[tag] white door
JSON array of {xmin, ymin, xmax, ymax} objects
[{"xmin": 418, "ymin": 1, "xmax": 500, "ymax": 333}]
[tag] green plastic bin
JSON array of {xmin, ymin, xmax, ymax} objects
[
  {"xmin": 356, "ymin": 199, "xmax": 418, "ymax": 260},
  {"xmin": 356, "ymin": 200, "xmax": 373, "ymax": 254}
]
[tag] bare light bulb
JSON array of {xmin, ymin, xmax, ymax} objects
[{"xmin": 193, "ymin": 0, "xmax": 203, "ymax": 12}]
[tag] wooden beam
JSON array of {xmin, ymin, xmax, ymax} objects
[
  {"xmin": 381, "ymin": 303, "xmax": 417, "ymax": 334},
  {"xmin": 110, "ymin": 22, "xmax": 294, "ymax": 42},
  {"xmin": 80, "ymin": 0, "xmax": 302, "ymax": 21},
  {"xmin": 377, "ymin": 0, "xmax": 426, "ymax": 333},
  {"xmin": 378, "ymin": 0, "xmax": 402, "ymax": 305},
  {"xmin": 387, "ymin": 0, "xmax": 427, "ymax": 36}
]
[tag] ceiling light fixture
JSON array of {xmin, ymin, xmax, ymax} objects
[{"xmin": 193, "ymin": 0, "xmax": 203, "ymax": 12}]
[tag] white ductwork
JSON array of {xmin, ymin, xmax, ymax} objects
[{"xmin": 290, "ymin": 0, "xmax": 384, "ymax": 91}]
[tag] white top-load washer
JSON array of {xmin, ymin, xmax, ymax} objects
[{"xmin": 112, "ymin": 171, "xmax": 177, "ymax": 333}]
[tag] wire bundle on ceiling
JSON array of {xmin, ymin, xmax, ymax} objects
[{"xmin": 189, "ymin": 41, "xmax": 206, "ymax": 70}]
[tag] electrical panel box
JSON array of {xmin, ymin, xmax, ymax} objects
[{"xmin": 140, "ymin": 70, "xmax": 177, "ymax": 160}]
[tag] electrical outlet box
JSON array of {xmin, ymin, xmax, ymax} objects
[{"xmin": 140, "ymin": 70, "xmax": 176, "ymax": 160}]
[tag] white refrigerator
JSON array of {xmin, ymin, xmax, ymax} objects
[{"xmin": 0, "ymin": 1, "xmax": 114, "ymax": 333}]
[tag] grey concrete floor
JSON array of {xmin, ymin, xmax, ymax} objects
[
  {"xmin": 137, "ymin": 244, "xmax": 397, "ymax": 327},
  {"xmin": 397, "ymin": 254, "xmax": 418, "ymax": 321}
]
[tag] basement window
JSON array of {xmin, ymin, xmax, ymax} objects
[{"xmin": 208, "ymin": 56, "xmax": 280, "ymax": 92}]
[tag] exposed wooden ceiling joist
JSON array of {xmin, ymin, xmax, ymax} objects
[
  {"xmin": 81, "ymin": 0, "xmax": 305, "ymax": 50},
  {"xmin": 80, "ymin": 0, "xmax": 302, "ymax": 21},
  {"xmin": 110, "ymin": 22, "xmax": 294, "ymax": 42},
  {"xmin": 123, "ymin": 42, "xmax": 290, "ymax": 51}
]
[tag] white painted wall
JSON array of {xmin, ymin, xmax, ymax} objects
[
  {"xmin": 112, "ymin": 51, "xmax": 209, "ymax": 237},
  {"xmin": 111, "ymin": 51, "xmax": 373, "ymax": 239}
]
^^^^^^^^^^^^^^^^
What is being asked: So that nothing is lost, return the listing exactly and completely.

Reply to the exercise:
[tag] white door
JSON array of {xmin, ymin, xmax, ymax} objects
[{"xmin": 418, "ymin": 1, "xmax": 500, "ymax": 333}]
[tag] green plastic bin
JSON array of {xmin, ymin, xmax, ymax} objects
[
  {"xmin": 356, "ymin": 199, "xmax": 418, "ymax": 260},
  {"xmin": 356, "ymin": 200, "xmax": 373, "ymax": 254}
]
[tag] bare light bulb
JSON array of {xmin, ymin, xmax, ymax} objects
[{"xmin": 193, "ymin": 0, "xmax": 203, "ymax": 12}]
[tag] wooden beam
JSON array of {xmin, ymin, xmax, ymax} objects
[
  {"xmin": 381, "ymin": 303, "xmax": 417, "ymax": 334},
  {"xmin": 110, "ymin": 22, "xmax": 294, "ymax": 42},
  {"xmin": 80, "ymin": 0, "xmax": 302, "ymax": 21},
  {"xmin": 377, "ymin": 0, "xmax": 426, "ymax": 333},
  {"xmin": 378, "ymin": 0, "xmax": 402, "ymax": 305},
  {"xmin": 387, "ymin": 0, "xmax": 427, "ymax": 36}
]
[tag] ceiling light fixture
JSON array of {xmin, ymin, xmax, ymax} objects
[{"xmin": 193, "ymin": 0, "xmax": 203, "ymax": 12}]
[tag] white ductwork
JSON array of {xmin, ymin, xmax, ymax} objects
[{"xmin": 290, "ymin": 0, "xmax": 384, "ymax": 91}]
[tag] white top-load washer
JSON array of {xmin, ymin, xmax, ymax} objects
[{"xmin": 112, "ymin": 171, "xmax": 177, "ymax": 333}]
[tag] wire bundle on ceiling
JSON array of {xmin, ymin, xmax, ymax} objects
[{"xmin": 189, "ymin": 41, "xmax": 206, "ymax": 70}]
[tag] electrical panel box
JSON array of {xmin, ymin, xmax, ymax} objects
[{"xmin": 140, "ymin": 70, "xmax": 177, "ymax": 160}]
[tag] electrical outlet box
JSON array of {xmin, ymin, xmax, ymax} objects
[{"xmin": 140, "ymin": 70, "xmax": 176, "ymax": 160}]
[tag] white refrigerator
JSON array of {xmin, ymin, xmax, ymax} objects
[{"xmin": 0, "ymin": 1, "xmax": 114, "ymax": 333}]
[tag] grey concrete floor
JSON array of {xmin, ymin, xmax, ymax} objects
[
  {"xmin": 137, "ymin": 244, "xmax": 397, "ymax": 327},
  {"xmin": 397, "ymin": 254, "xmax": 418, "ymax": 321}
]
[tag] basement window
JSON array of {xmin, ymin, xmax, ymax} objects
[{"xmin": 208, "ymin": 56, "xmax": 280, "ymax": 92}]
[tag] exposed wooden ceiling joist
JSON array of {xmin, ymin, xmax, ymax} objects
[
  {"xmin": 81, "ymin": 0, "xmax": 305, "ymax": 50},
  {"xmin": 80, "ymin": 0, "xmax": 302, "ymax": 21},
  {"xmin": 110, "ymin": 22, "xmax": 294, "ymax": 42},
  {"xmin": 123, "ymin": 42, "xmax": 290, "ymax": 51}
]
[tag] white painted wall
JSON array of {xmin, ymin, xmax, ymax} objects
[
  {"xmin": 112, "ymin": 51, "xmax": 209, "ymax": 237},
  {"xmin": 111, "ymin": 51, "xmax": 373, "ymax": 239}
]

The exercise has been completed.